- [INFORMATION SHOWN]
---

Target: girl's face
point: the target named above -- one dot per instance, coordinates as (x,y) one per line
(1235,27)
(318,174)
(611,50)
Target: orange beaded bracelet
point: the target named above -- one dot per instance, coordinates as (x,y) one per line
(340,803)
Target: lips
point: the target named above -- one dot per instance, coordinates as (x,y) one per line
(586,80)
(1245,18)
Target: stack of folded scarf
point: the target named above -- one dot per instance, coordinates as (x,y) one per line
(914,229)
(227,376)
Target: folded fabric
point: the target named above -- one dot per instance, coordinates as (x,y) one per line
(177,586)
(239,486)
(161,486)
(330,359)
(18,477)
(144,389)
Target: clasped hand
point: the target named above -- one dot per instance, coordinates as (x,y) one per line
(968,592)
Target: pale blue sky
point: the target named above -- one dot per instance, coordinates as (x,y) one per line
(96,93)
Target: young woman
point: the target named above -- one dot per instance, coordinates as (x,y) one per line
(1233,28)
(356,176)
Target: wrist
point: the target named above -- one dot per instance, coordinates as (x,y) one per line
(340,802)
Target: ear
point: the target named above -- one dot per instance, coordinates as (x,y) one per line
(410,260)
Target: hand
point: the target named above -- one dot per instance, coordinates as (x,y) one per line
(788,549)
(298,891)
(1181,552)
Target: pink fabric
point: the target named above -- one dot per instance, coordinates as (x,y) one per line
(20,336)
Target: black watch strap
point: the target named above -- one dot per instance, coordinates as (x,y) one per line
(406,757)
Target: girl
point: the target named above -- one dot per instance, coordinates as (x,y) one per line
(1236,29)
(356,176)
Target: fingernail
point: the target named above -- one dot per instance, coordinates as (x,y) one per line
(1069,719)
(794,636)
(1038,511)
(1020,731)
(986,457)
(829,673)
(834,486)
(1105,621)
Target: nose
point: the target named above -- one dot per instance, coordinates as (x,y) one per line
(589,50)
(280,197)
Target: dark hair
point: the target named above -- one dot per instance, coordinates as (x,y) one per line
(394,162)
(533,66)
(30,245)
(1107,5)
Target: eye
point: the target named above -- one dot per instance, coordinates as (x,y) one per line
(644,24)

---

- [TASK TO COMPLETE]
Set down the entries above again, word for word.

- [RESULT FOR THIS EXERCISE]
Target: girl's face
point: the target named above -- one dot per instance, coordinates as (x,y) one per line
(1235,27)
(318,174)
(611,50)
Target: orange beaded bracelet
point: the target named above -- one dot per instance, coordinates as (x,y) one per line
(340,803)
Target: lips
point: the target named above -- one dot per instance, coordinates as (x,y) one per line
(586,80)
(1245,18)
Target: stack of folded scarf
point: the target named above -- one dot per instance, coordinates as (x,y) one per line
(914,229)
(227,376)
Target: folded fabric
point: the target named above -- one dot per instance, coordinates as (x,y) one per line
(177,586)
(239,486)
(161,486)
(330,359)
(18,477)
(144,389)
Target: clasped hand
point: the target named above -- one dot per instance, coordinates as (x,y) one per line
(968,592)
Target: pale blue sky
point: the target named above -- one dot per instance, coordinates as (x,y) one per line
(96,93)
Target: young woman
point: the target named above -- one dot per instance, coordinates as (x,y) one per line
(1233,28)
(356,176)
Target: wrist
point: the target named above -- one dot per instance, coordinates as (x,y) one per line
(340,802)
Target: ear
point: the target named above -- one dot per instance, coordinates as (x,y) one per line
(410,260)
Target: hand
point: the target named above -- one dot per instance, coordinates as (x,y) one per line
(788,549)
(298,891)
(1181,552)
Target: pink fabric
point: the target named above -- one dot per instance, coordinates as (x,y) one per line
(20,336)
Target: black watch strap
point: the target named above -- one dot per instance, coordinates as (x,y) one per line
(406,757)
Target: girl
point: the target named above -- one dot per instance, coordinates as (x,y) one per line
(1236,29)
(356,176)
Target: fingernail
point: the target named above -- one dot per instance, coordinates as (x,y) one per line
(1069,719)
(794,636)
(1038,511)
(1020,731)
(986,457)
(829,673)
(834,486)
(1105,621)
Target: nose
point: the target named above -- one dot per instance, coordinates as (x,y) one per line
(589,50)
(280,197)
Target: dark hair
point: the target named above -- one dot per instance, coordinates as (x,y) one per line
(394,162)
(533,66)
(30,245)
(1107,5)
Target: eye
point: the target named above -- one dot per instance, coordinates as (x,y) one per line
(644,24)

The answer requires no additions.